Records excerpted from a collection
——————————
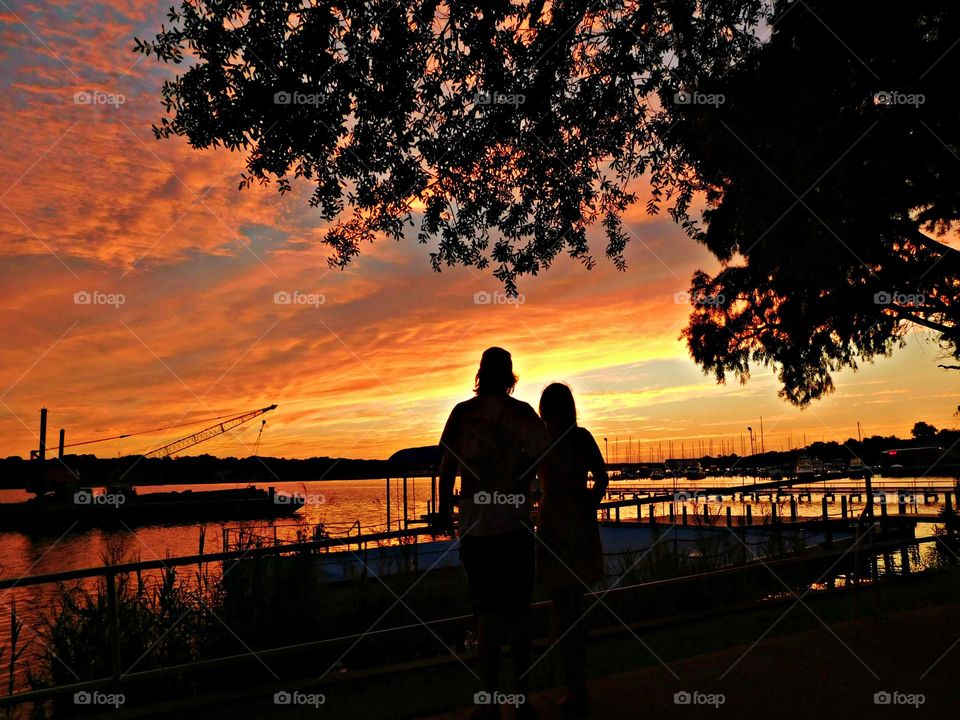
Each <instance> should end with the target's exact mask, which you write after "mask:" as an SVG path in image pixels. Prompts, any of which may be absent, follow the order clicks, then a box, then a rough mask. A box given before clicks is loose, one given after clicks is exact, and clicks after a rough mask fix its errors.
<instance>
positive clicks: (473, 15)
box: [135, 0, 960, 405]
mask: <svg viewBox="0 0 960 720" xmlns="http://www.w3.org/2000/svg"><path fill="white" fill-rule="evenodd" d="M943 5H944V4H943V3H938V2H932V1H931V0H919V1H918V2H913V3H909V4H901V5H898V6H896V7H893V6H887V5H884V6H883V8H882V10H878V9H877V7H876V6H875V5H874V4H873V3H868V2H863V1H856V2H843V3H837V2H831V1H830V0H808V1H805V2H790V1H788V0H782V1H781V0H778V1H777V2H774V3H771V2H769V0H768V1H766V2H765V1H764V0H636V1H634V2H624V1H623V0H617V1H613V0H600V2H593V3H591V2H587V1H586V0H557V1H555V2H545V1H544V0H539V1H536V0H535V1H532V2H527V1H524V0H512V1H509V0H493V1H492V2H487V3H483V4H472V3H460V2H456V3H441V2H439V1H437V0H340V1H336V2H323V1H320V0H317V1H316V2H311V3H304V2H301V0H259V1H254V0H246V1H241V0H217V1H214V0H206V1H192V0H191V1H185V2H183V3H182V4H181V6H180V7H179V8H176V9H171V11H170V15H169V18H170V23H171V24H170V25H169V26H168V27H163V28H161V31H160V32H159V33H158V34H157V35H156V36H155V37H154V38H153V39H152V40H137V41H136V46H135V49H136V51H138V52H142V53H145V54H152V55H155V56H156V57H157V58H158V59H159V60H161V61H164V62H173V63H185V64H187V65H188V67H187V68H186V70H185V71H184V72H182V73H180V74H178V75H176V76H175V77H174V78H173V79H172V80H170V81H168V82H166V83H165V84H164V87H163V91H162V94H163V102H164V105H165V108H166V110H167V116H166V117H163V118H162V119H161V121H160V123H159V124H158V125H157V126H155V128H154V131H155V134H156V135H157V137H158V138H168V137H171V136H185V137H186V138H187V139H188V141H189V142H190V143H191V144H192V145H193V146H194V147H196V148H209V147H215V146H221V145H222V146H226V147H228V148H230V149H232V150H236V151H240V152H243V153H245V155H246V171H245V174H244V176H243V180H242V182H241V187H244V186H249V185H250V184H252V183H264V184H265V183H273V184H274V185H275V186H276V187H277V188H278V190H279V191H280V192H287V191H289V190H290V189H291V188H292V187H293V183H294V182H297V181H301V182H307V183H310V184H311V187H312V189H313V191H312V195H311V200H310V202H311V204H312V205H314V206H315V207H316V208H317V210H318V212H319V214H320V216H321V217H322V218H324V219H325V220H328V221H329V222H330V223H331V225H330V230H329V231H328V233H327V235H326V236H325V238H324V242H325V243H326V244H327V245H329V246H330V248H331V251H332V253H331V259H330V261H331V263H332V264H333V265H335V266H340V267H344V266H346V265H347V264H348V263H349V262H350V261H351V260H352V259H353V258H354V257H356V256H357V255H358V254H359V253H360V252H361V249H362V247H363V245H364V243H366V242H371V241H373V240H374V239H376V238H381V237H386V238H393V239H396V240H399V239H401V238H402V237H403V236H404V234H405V230H407V229H408V228H411V227H413V228H414V229H415V231H416V235H417V237H418V240H419V241H420V242H421V243H424V244H425V245H427V246H428V247H429V255H430V260H431V262H432V264H433V266H434V267H435V268H436V269H438V270H439V269H441V268H442V267H444V266H450V265H457V264H461V265H469V266H474V267H477V268H479V269H490V271H491V272H492V273H493V274H494V275H495V276H496V277H497V278H499V279H500V280H501V281H502V282H503V283H504V284H505V286H506V288H507V290H508V291H510V292H515V291H516V288H517V282H518V280H519V279H520V278H521V277H522V276H524V275H535V274H537V273H538V272H540V271H541V270H543V269H545V268H548V267H549V266H550V265H551V263H552V262H553V261H554V260H555V259H556V258H557V257H558V256H559V255H560V254H562V253H566V254H568V255H570V256H571V257H573V258H576V259H578V260H579V261H581V262H583V263H584V264H585V265H586V266H587V267H593V265H594V263H595V260H594V257H593V254H592V252H591V248H590V244H589V242H588V239H587V233H588V230H590V229H591V228H592V227H595V226H600V227H602V228H603V232H604V234H605V240H606V242H605V247H604V254H605V255H606V257H607V258H609V260H610V261H612V262H613V263H614V264H615V265H616V266H617V267H618V268H620V269H623V268H624V267H625V262H624V255H623V253H624V249H625V247H626V245H627V243H628V242H629V234H628V233H627V232H626V231H625V229H624V227H623V223H622V218H623V215H624V213H625V212H626V211H627V209H628V208H629V207H630V206H631V205H632V204H634V203H636V201H637V199H638V198H637V195H636V194H635V192H634V190H635V188H636V187H637V184H638V181H641V180H642V181H643V182H646V183H649V186H650V188H651V200H650V201H649V203H648V204H647V207H646V210H647V211H648V212H649V213H651V214H655V213H658V212H661V211H664V210H666V211H667V212H669V213H670V215H671V216H672V217H673V219H674V220H676V221H677V222H678V223H679V224H680V225H681V226H682V227H683V229H684V230H685V231H686V232H687V233H688V234H689V235H690V236H692V237H693V238H695V239H696V240H698V241H700V242H702V243H704V244H706V246H707V247H708V248H709V249H710V250H711V251H712V252H713V254H714V255H716V257H717V258H718V259H719V260H720V262H721V264H722V268H721V270H720V272H718V273H716V274H715V275H712V276H711V275H709V274H706V273H702V272H700V273H697V274H696V275H695V276H694V278H693V280H692V288H691V292H692V298H693V300H694V308H693V311H692V314H691V320H690V324H689V325H688V327H687V328H686V330H685V331H684V335H685V337H686V339H687V342H688V344H689V347H690V350H691V354H692V355H693V357H694V359H695V360H696V361H697V362H698V363H699V364H700V365H701V366H702V367H703V368H704V370H705V371H707V372H711V373H713V374H714V375H715V376H716V378H717V379H718V380H719V381H724V380H725V379H726V377H727V375H728V374H731V373H732V374H733V375H735V376H736V377H738V378H739V379H741V380H743V381H745V380H746V379H747V378H748V377H749V374H750V366H751V362H752V363H760V364H769V365H773V366H774V367H775V368H777V370H778V372H779V376H780V380H781V382H782V386H783V389H782V392H781V394H782V395H783V396H784V397H785V398H786V399H788V400H789V401H791V402H793V403H796V404H800V405H803V404H806V403H808V402H810V401H811V400H812V399H815V398H818V397H820V396H822V395H823V394H824V393H826V392H829V391H830V390H831V389H832V380H831V372H833V371H835V370H837V369H839V368H841V367H844V366H856V363H857V361H858V359H870V358H873V357H875V356H877V355H882V354H886V353H889V352H890V351H891V349H892V348H893V347H894V346H895V345H896V344H897V343H899V342H902V341H903V338H904V333H905V330H906V328H907V327H908V324H909V323H913V324H916V325H920V326H923V327H926V328H929V329H931V330H932V331H934V332H935V333H936V334H937V337H938V338H940V340H941V341H942V342H943V343H944V344H945V346H946V347H947V348H948V349H949V350H950V352H952V353H953V354H954V355H956V354H957V352H958V351H957V342H956V339H957V338H956V332H957V330H956V320H957V318H956V312H957V311H956V305H955V302H954V301H955V298H956V295H957V291H958V288H957V276H958V269H960V263H958V261H957V254H956V253H955V252H954V251H952V250H950V249H949V247H948V246H947V245H945V244H943V243H941V242H940V241H938V240H936V239H935V238H934V236H935V235H937V234H938V233H939V234H943V233H945V232H947V231H948V230H949V229H950V227H951V225H952V223H953V222H954V221H956V220H957V213H958V211H960V198H958V191H960V184H958V182H957V181H958V179H960V159H958V157H957V153H958V152H960V142H958V141H960V138H958V128H960V125H958V122H957V121H958V119H960V118H958V101H960V98H958V97H957V95H956V93H955V91H953V89H952V85H951V82H950V81H951V80H952V78H953V77H955V76H956V71H957V69H958V64H960V49H954V44H955V42H956V40H957V38H958V37H960V9H953V8H952V7H943ZM921 98H922V100H921ZM701 198H702V202H701ZM703 203H705V205H704V204H703ZM704 207H705V209H703V208H704ZM701 210H702V213H701ZM721 299H722V300H721Z"/></svg>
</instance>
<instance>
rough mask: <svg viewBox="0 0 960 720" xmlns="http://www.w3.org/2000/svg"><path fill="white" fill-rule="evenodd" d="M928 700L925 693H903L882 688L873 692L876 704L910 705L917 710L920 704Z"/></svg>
mask: <svg viewBox="0 0 960 720" xmlns="http://www.w3.org/2000/svg"><path fill="white" fill-rule="evenodd" d="M926 701H927V697H926V695H924V694H923V693H903V692H900V691H898V690H894V691H892V692H888V691H887V690H880V691H879V692H875V693H874V694H873V704H874V705H909V706H911V707H913V708H914V709H915V710H919V709H920V706H921V705H923V704H924V703H925V702H926Z"/></svg>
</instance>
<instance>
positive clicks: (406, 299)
mask: <svg viewBox="0 0 960 720" xmlns="http://www.w3.org/2000/svg"><path fill="white" fill-rule="evenodd" d="M169 5H170V0H163V2H159V3H150V2H134V1H132V0H131V2H122V1H121V0H114V1H113V2H82V3H71V4H70V5H69V6H63V5H61V4H59V3H33V2H11V1H10V0H4V1H3V2H0V33H2V42H0V84H2V88H3V89H2V95H0V98H2V99H0V102H2V115H0V118H2V119H0V163H2V165H3V167H2V178H3V179H2V181H0V216H2V221H0V223H2V224H0V228H2V230H0V232H2V236H0V237H2V241H0V253H2V261H0V287H2V290H3V292H2V294H0V310H2V311H0V331H2V337H3V342H2V343H0V456H7V455H21V456H27V455H28V453H29V451H30V449H31V448H35V447H36V446H37V426H38V419H39V415H38V411H39V409H40V407H41V406H44V405H45V406H46V407H48V408H49V410H50V436H49V442H50V444H55V440H56V432H57V429H58V428H60V427H65V428H66V430H67V441H68V443H69V442H77V441H81V440H86V439H90V438H95V437H99V436H106V435H113V434H117V433H122V432H134V431H138V430H142V429H147V428H152V427H158V426H162V425H168V424H173V423H177V422H185V421H187V420H192V419H198V418H206V417H210V416H214V415H220V414H223V413H227V412H231V411H236V412H240V411H243V410H247V409H251V408H258V407H262V406H265V405H269V404H271V403H277V404H278V405H279V407H278V409H277V410H276V411H274V412H273V413H271V414H270V415H269V416H268V424H267V428H266V430H265V431H264V435H263V440H262V445H261V453H262V454H264V455H276V456H281V455H283V456H288V457H307V456H314V455H330V456H345V457H366V458H376V457H386V456H388V455H389V454H390V453H392V452H394V451H395V450H398V449H400V448H403V447H408V446H413V445H423V444H432V443H435V442H436V441H437V438H438V436H439V433H440V430H441V429H442V426H443V422H444V420H445V418H446V415H447V413H448V412H449V409H450V407H451V406H452V405H453V404H454V403H455V402H457V401H459V400H462V399H465V398H467V397H469V395H470V390H471V387H472V379H473V374H474V373H475V371H476V363H477V361H478V359H479V356H480V353H481V352H482V351H483V349H484V348H486V347H488V346H490V345H500V346H503V347H505V348H507V349H508V350H510V351H511V352H512V353H513V356H514V363H515V369H516V371H517V373H518V374H519V375H520V384H519V386H518V388H517V391H516V395H517V397H519V398H521V399H523V400H526V401H528V402H530V403H532V404H534V405H535V404H536V401H537V398H538V396H539V392H540V391H541V390H542V389H543V387H544V386H545V385H546V384H547V383H549V382H551V381H554V380H564V381H566V382H568V383H569V384H570V385H571V387H572V388H573V390H574V393H575V396H576V397H577V400H578V404H579V409H580V415H581V421H582V424H583V425H585V426H587V427H588V428H589V429H591V430H592V431H593V432H594V434H595V435H596V436H597V437H598V439H599V438H602V437H604V436H606V437H608V438H609V439H610V442H611V455H613V443H614V439H615V438H619V440H620V442H621V444H622V446H623V447H625V444H626V441H627V438H628V437H632V438H633V442H634V443H635V442H637V440H639V441H640V442H641V443H643V446H644V447H645V448H646V447H647V446H648V445H649V443H651V442H653V441H660V440H663V441H664V442H666V441H668V440H672V441H673V442H674V445H675V448H676V454H679V447H680V446H679V443H680V442H684V443H686V444H687V446H688V447H689V444H690V443H691V441H693V440H700V439H703V440H704V442H705V443H706V442H707V441H709V440H710V439H713V440H714V443H715V445H714V449H715V450H718V449H719V444H718V441H719V440H720V439H721V438H723V439H725V440H727V441H730V440H733V441H734V443H735V447H736V449H737V450H738V451H739V449H740V438H741V436H742V435H743V434H745V428H746V426H747V425H753V426H754V427H755V428H758V426H759V419H760V416H761V415H762V416H763V422H764V429H765V441H766V447H767V449H781V448H782V447H783V446H784V445H785V444H786V443H788V442H789V441H790V439H791V438H792V441H793V443H794V444H795V445H796V444H798V443H800V442H802V440H803V437H804V435H805V436H806V439H807V441H812V440H815V439H821V438H823V439H840V440H842V439H846V438H847V437H850V436H855V435H856V423H857V421H858V420H859V421H860V422H861V424H862V426H863V429H864V432H865V433H866V434H889V433H900V434H907V433H908V431H909V428H910V427H911V425H912V424H913V423H914V422H916V421H917V420H927V421H929V422H932V423H933V424H935V425H937V426H938V427H953V426H955V425H956V423H957V422H958V420H957V417H956V416H955V415H954V414H953V413H954V411H955V410H956V408H957V402H958V397H960V373H956V372H955V373H950V372H947V371H944V370H941V369H938V368H937V363H938V362H942V360H940V359H939V358H940V351H939V349H938V347H937V346H936V344H935V343H933V342H932V341H931V339H930V336H929V334H928V333H926V332H919V331H918V332H916V333H912V334H911V335H910V336H909V337H908V345H907V347H906V348H904V349H903V350H901V351H899V352H897V353H895V355H894V356H893V357H892V358H890V359H886V360H880V361H878V362H877V363H876V364H874V365H865V366H864V367H863V368H862V369H861V370H860V371H859V372H856V373H854V372H850V371H846V372H842V373H839V374H837V375H836V376H835V382H836V384H837V388H838V389H837V392H836V393H834V394H833V395H832V396H830V397H829V398H827V399H825V400H823V401H820V402H818V403H816V404H814V405H813V406H812V407H810V408H808V409H806V410H803V411H801V410H798V409H796V408H794V407H791V406H789V405H787V404H785V403H784V402H783V401H781V400H780V399H778V397H777V389H778V386H777V382H776V378H775V377H774V375H773V374H772V372H771V371H770V370H768V369H764V368H759V367H758V368H755V369H754V376H753V379H752V380H751V381H750V383H749V384H747V385H746V386H740V385H739V384H737V383H736V382H735V381H733V382H731V383H730V384H729V385H727V386H717V385H716V384H715V383H714V381H713V379H712V378H710V377H705V376H704V375H703V374H702V373H701V371H700V370H699V369H698V368H697V367H696V365H695V364H694V363H693V362H692V361H691V360H690V358H689V356H688V353H687V350H686V348H685V345H684V344H683V343H682V342H680V341H679V340H678V335H679V333H680V330H681V328H682V327H683V325H684V324H685V318H686V314H687V312H688V310H689V307H688V306H687V305H684V304H682V303H677V302H676V301H675V294H676V293H677V292H679V291H683V290H684V289H686V288H687V286H688V284H689V279H690V275H691V273H692V272H693V271H694V270H696V269H697V268H703V269H706V270H708V271H712V270H714V269H715V267H716V262H715V261H714V260H713V259H712V257H711V256H710V255H709V254H708V253H707V252H706V250H705V249H703V248H702V247H700V246H698V245H696V244H695V243H694V242H693V241H691V240H689V239H688V238H686V237H685V236H684V235H683V233H682V232H681V231H680V229H679V228H677V227H676V226H675V225H673V223H672V222H670V221H669V220H667V219H655V218H649V217H647V216H646V215H645V214H644V212H643V210H642V207H643V204H644V203H643V201H642V200H641V202H640V203H639V204H638V206H637V207H636V208H634V210H633V211H632V212H631V213H630V214H629V215H628V217H627V227H628V229H629V231H630V232H631V234H632V242H631V244H630V246H629V249H628V251H627V261H628V265H629V269H628V271H627V272H625V273H620V272H617V271H616V270H615V269H614V268H613V267H612V265H610V264H608V263H605V262H604V261H603V259H602V257H603V251H602V238H601V233H600V232H599V231H598V232H596V233H595V237H596V238H597V242H596V243H595V244H594V250H595V252H594V254H595V256H596V257H597V259H598V261H599V262H598V267H597V268H596V269H595V270H593V271H587V270H585V269H584V268H583V267H582V266H581V265H579V264H578V263H576V262H574V261H571V260H569V259H566V260H561V261H560V262H558V263H557V264H556V265H555V267H554V268H552V269H551V270H550V271H549V272H547V273H546V274H544V275H542V276H540V277H538V278H532V279H524V280H522V282H521V287H520V290H521V292H522V293H523V302H522V304H517V305H510V304H499V303H486V304H477V303H476V302H475V299H476V297H477V295H476V294H477V293H496V292H499V291H500V288H499V286H498V282H497V281H496V280H495V279H493V278H492V277H490V276H489V275H486V274H482V273H478V272H476V271H471V270H468V269H462V268H459V269H449V270H444V271H443V273H441V274H436V273H434V272H433V271H432V270H431V268H430V266H429V262H428V252H429V250H430V247H425V246H421V245H418V244H417V243H416V242H415V239H413V238H411V239H410V240H408V241H405V242H402V243H395V242H392V241H382V242H380V243H377V244H374V245H371V246H368V247H366V248H365V249H364V251H363V254H362V255H361V257H360V258H359V259H358V260H357V261H356V262H354V263H353V264H352V266H351V267H350V269H349V270H347V271H345V272H341V271H338V270H329V269H328V268H327V265H326V257H327V250H326V248H324V247H323V246H322V245H321V244H320V242H319V240H320V238H321V237H322V235H323V231H324V225H323V223H322V222H321V221H320V219H319V217H318V215H317V214H316V212H315V211H313V210H312V209H311V208H309V206H308V205H307V202H306V199H307V196H308V195H309V192H310V187H309V186H308V185H298V186H295V192H293V193H290V194H288V195H287V196H286V197H283V198H281V197H280V196H279V195H278V194H277V193H276V192H275V191H274V190H273V189H269V188H268V189H254V190H245V191H242V192H241V191H238V190H237V184H238V181H239V176H240V171H241V170H242V169H243V157H242V156H241V155H239V154H235V155H231V154H230V153H229V152H226V151H216V152H214V151H209V152H198V151H194V150H191V149H190V148H189V147H188V145H187V143H186V141H185V140H182V139H177V140H168V141H163V142H157V141H156V140H154V138H153V134H152V132H151V127H150V126H151V123H153V122H158V121H159V119H160V118H161V117H162V112H163V111H162V107H161V105H160V86H161V83H162V81H163V79H164V78H166V77H169V76H170V75H171V74H172V72H173V68H171V67H163V66H160V65H159V64H157V63H156V62H155V61H154V60H153V59H145V58H144V57H143V56H141V55H134V54H133V53H132V52H131V47H132V45H133V40H132V38H133V36H134V35H137V36H140V37H152V35H153V34H154V33H155V32H156V31H157V30H158V29H159V26H160V24H161V23H164V22H166V18H165V14H166V11H167V9H168V7H169ZM77 93H86V95H83V96H79V97H81V100H80V101H79V102H78V101H76V98H77V97H78V96H77ZM94 94H96V95H94ZM83 98H88V99H90V98H93V101H92V102H84V101H83ZM121 100H122V102H121ZM638 187H639V189H640V192H641V196H642V195H643V188H642V186H638ZM78 293H79V295H78ZM84 293H87V295H84ZM277 293H288V294H292V293H301V294H303V296H311V295H312V296H315V299H316V302H315V303H313V304H279V303H277V302H276V301H275V298H276V297H277ZM88 297H94V298H96V299H99V300H103V301H107V302H108V303H110V302H112V303H113V304H94V303H88V304H84V303H83V302H77V301H76V299H80V300H83V299H84V298H88ZM301 297H302V296H301ZM484 297H489V295H487V296H484ZM321 298H322V300H323V302H322V303H321V302H320V299H321ZM308 299H309V298H308ZM120 300H122V303H121V302H120ZM258 425H259V423H258V422H254V423H250V424H249V425H248V426H245V427H244V429H243V430H242V431H241V432H235V433H233V434H232V435H230V436H227V437H223V438H220V439H218V440H215V441H212V442H210V443H208V444H207V445H201V446H198V447H197V448H195V449H194V451H193V452H201V451H207V452H211V453H214V454H217V455H246V454H249V453H250V449H251V446H252V443H253V441H254V439H255V437H256V432H257V428H258ZM184 432H185V431H184V430H183V429H181V430H175V431H170V432H167V433H165V434H158V435H156V436H148V437H137V438H130V439H127V440H124V441H119V442H113V443H106V444H104V445H101V446H96V447H97V449H96V452H97V453H98V454H101V455H116V454H117V453H120V454H128V453H136V452H141V451H145V450H148V449H150V448H152V447H154V446H156V445H160V444H162V443H163V442H167V441H169V440H172V439H174V438H176V437H178V436H179V435H180V434H183V433H184ZM601 442H602V440H601ZM621 452H622V450H621ZM644 453H646V450H644ZM644 458H646V455H644ZM612 459H613V457H611V460H612Z"/></svg>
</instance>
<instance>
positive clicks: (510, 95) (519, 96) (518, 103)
mask: <svg viewBox="0 0 960 720" xmlns="http://www.w3.org/2000/svg"><path fill="white" fill-rule="evenodd" d="M526 101H527V96H526V95H522V94H520V93H498V92H476V93H474V94H473V102H474V103H476V104H477V105H512V106H513V107H515V108H516V107H520V106H521V105H523V104H524V103H525V102H526Z"/></svg>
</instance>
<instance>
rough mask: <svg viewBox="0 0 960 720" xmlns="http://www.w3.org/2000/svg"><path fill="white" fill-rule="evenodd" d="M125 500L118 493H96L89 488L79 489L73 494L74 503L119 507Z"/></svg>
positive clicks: (75, 504) (77, 503)
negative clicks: (108, 505) (85, 489)
mask: <svg viewBox="0 0 960 720" xmlns="http://www.w3.org/2000/svg"><path fill="white" fill-rule="evenodd" d="M126 501H127V498H126V497H124V496H123V495H120V494H118V493H103V494H102V495H97V494H95V493H93V492H91V491H90V490H80V491H78V492H75V493H74V494H73V503H74V505H112V506H113V507H120V506H121V505H123V504H124V503H125V502H126Z"/></svg>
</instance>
——————————
→ **Job item**
Pick out each line above that contains the string "positive", matching uppercase and lowercase exactly.

→ **Exercise solution**
positive clicks: (473, 15)
positive clicks: (406, 299)
positive clicks: (510, 95) (519, 96) (518, 103)
positive clicks: (75, 504) (77, 503)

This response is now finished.